:: Data provided

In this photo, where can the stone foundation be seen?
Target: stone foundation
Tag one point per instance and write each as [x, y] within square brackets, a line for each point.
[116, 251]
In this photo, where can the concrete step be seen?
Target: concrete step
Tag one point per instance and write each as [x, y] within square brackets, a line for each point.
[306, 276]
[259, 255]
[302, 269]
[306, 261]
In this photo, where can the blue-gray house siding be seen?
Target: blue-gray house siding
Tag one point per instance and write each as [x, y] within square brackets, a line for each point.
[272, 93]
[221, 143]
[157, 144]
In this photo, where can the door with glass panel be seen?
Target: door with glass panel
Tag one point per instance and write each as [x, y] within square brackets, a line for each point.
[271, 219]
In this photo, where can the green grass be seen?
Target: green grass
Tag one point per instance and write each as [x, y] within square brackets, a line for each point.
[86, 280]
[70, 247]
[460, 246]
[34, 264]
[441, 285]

::::

# Assigned task
Check every line of the records, and copy the ones that hold the word "stone".

# Response to the exercise
In this photo, where can the stone foundation be seen?
Target: stone foundation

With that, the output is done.